▶ **ACTIONS TO TAKE**
(a) Copy the part of the text on China's Iranian oil imports between "After a dip" and "Shandong last month.", inclusive.
(b) Sum up the text on China's Iranian oil imports in two sentences.
(c) In the text on China's Iranian oil imports, rewrite the paragraph that begins "After a dip in June and July" in fewer words, keeping its main facts.

▶ **EXERCISE TEXT**
For the past several years, Iran has been subject to “crippling” oil-export sanctions, but that is news to China whose imports of Iranian oil have held above half a million barrels per day on average for the last three months, traders and ship-tracking firms told Reuters as Chinese buyers judge that getting crude at cheap prices outweighs any risks from busting U.S. sanctions, especially when the US president is unlikely to wake up from his afternoon nap and do anything to punish China for violating the terms of the “draconian” embargo.
Indeed, as Reuters notes, Chinese purchases of Iranian crude have continued this year despite the sanctions that, if enforced, would allow Washington to cut off those who violate them from the U.S. economy.
While normally it would be odd that a nation would so flagrantly flaunt terms of sanctions imposed by the world’s “superpower”, in this case virtually nobody bats an eyelid that Joe “10% for the big guy” Biden, whose son has long been a conduit for unofficial Chinese backchanneling to Joe; and having purchased tens of millions in family favors the White House has no choice but to look the other way and has chosen not to enforce the sanctions against Chinese individuals and companies amid negotiations that could revive a 2015 nuclear deal that would allow Iran to sell its oil openly again.
After a dip in June and July from a record high in May as buyers ran low on import permits, Chinese independent refiners embraced Iran’s cheaper crude again as the government released fresh quotas, the traders and ship-tracking sources said.
“Deep discounts of Iranian oil and the new import quotas supported demand from Chinese independent refiners,” said Emma Li, tanker tracker Vortexa Analytics’ China market analyst, adding that strong Chinese refining margins also lent support.Li also said that about 13 million barrels of Iranian oil stored in vessels off China and Singapore arrived in Shandong last month.

▶ **ENTRIES SUPPLIED**
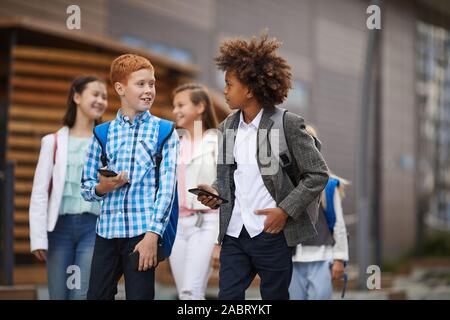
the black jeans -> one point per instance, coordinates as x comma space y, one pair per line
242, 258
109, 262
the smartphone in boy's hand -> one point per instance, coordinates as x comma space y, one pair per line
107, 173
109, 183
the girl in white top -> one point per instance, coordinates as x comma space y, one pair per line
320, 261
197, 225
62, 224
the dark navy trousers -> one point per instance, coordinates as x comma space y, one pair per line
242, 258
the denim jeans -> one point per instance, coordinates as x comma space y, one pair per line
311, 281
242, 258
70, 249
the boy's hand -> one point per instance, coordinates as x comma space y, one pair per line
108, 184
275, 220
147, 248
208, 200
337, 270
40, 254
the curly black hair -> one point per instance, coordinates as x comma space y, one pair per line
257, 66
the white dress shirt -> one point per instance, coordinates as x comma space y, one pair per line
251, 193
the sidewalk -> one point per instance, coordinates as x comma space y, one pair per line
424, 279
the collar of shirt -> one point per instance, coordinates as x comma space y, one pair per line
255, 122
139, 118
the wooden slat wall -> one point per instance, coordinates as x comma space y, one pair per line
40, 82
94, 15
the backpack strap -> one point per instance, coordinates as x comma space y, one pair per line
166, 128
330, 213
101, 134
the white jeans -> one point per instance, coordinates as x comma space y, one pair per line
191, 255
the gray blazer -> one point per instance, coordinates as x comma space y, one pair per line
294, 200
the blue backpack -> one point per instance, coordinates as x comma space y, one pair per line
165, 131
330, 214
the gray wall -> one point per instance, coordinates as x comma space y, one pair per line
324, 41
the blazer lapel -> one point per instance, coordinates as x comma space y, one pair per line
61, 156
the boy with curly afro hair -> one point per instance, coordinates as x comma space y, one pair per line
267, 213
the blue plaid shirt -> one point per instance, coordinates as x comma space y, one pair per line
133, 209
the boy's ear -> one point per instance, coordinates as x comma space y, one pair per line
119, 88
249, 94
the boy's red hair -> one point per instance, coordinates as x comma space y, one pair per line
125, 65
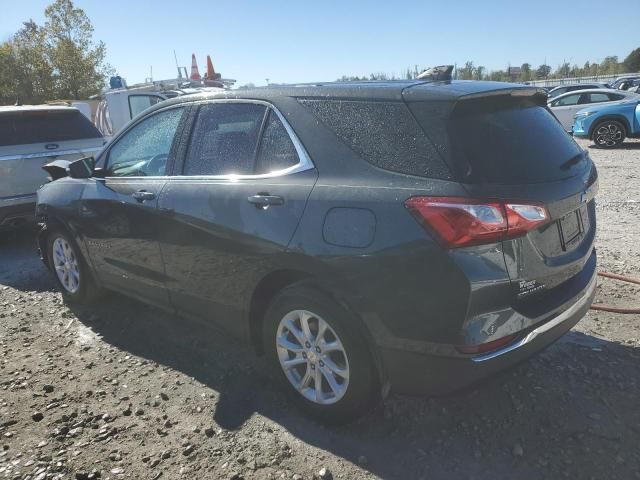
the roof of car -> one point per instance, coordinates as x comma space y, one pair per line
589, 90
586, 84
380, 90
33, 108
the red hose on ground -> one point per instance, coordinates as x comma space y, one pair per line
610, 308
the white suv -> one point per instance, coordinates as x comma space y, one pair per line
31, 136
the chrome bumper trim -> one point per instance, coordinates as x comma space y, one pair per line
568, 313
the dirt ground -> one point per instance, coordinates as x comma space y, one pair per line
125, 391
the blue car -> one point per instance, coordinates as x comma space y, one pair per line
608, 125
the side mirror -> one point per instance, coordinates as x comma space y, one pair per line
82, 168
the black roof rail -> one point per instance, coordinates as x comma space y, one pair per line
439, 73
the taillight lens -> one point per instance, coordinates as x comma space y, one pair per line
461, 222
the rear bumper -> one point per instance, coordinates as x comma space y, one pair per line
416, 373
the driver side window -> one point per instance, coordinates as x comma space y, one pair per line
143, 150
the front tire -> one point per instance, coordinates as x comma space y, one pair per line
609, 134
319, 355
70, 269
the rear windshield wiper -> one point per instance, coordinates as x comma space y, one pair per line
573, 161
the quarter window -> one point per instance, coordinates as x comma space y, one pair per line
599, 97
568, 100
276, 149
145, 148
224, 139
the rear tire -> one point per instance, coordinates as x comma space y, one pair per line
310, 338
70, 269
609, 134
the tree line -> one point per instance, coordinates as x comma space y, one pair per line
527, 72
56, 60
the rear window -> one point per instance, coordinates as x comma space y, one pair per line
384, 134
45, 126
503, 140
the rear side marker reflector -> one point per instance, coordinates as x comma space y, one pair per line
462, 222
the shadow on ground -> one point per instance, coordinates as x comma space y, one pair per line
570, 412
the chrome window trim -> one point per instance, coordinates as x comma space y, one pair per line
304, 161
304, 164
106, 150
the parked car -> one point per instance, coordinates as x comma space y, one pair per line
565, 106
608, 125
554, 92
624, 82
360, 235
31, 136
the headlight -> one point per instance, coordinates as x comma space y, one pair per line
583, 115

▶ **PER-TASK OUTPUTS**
(a)
After a dip in June and July from a record high in May as buyers ran low on import permits, Chinese independent refiners embraced Iran’s cheaper crude again as the government released fresh quotas, the traders and ship-tracking sources said.
“Deep discounts of Iranian oil and the new import quotas supported demand from Chinese independent refiners,” said Emma Li, tanker tracker Vortexa Analytics’ China market analyst, adding that strong Chinese refining margins also lent support.Li also said that about 13 million barrels of Iranian oil stored in vessels off China and Singapore arrived in Shandong last month.

(b) China's imports of Iranian oil have averaged above half a million barrels per day for the last three months, as Chinese buyers judge that cheap crude outweighs the risk of breaking U.S. sanctions, which Washington has chosen not to enforce against Chinese individuals and companies amid talks that could revive a 2015 nuclear deal. After a dip in June and July from a record high in May, Chinese independent refiners bought Iranian crude again once the government released fresh import quotas, helped by deep discounts and strong refining margins.

(c) Traders and ship-tracking sources said Chinese independent refiners turned back to cheaper Iranian crude when the government issued new quotas. Purchases had dipped in June and July from a May record because import permits ran low.